>> START
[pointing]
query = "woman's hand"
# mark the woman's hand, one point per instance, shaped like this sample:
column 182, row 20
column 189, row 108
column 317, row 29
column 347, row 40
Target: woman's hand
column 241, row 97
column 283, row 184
>> END
**Exercise description**
Repeat the listing in full, keeping every line exactly as it is.

**Response to the task**
[pointing]
query = "woman's hand"
# mark the woman's hand, one point per instance, shaped like this sample:
column 182, row 20
column 189, row 108
column 317, row 29
column 347, row 40
Target: woman's hand
column 241, row 97
column 283, row 184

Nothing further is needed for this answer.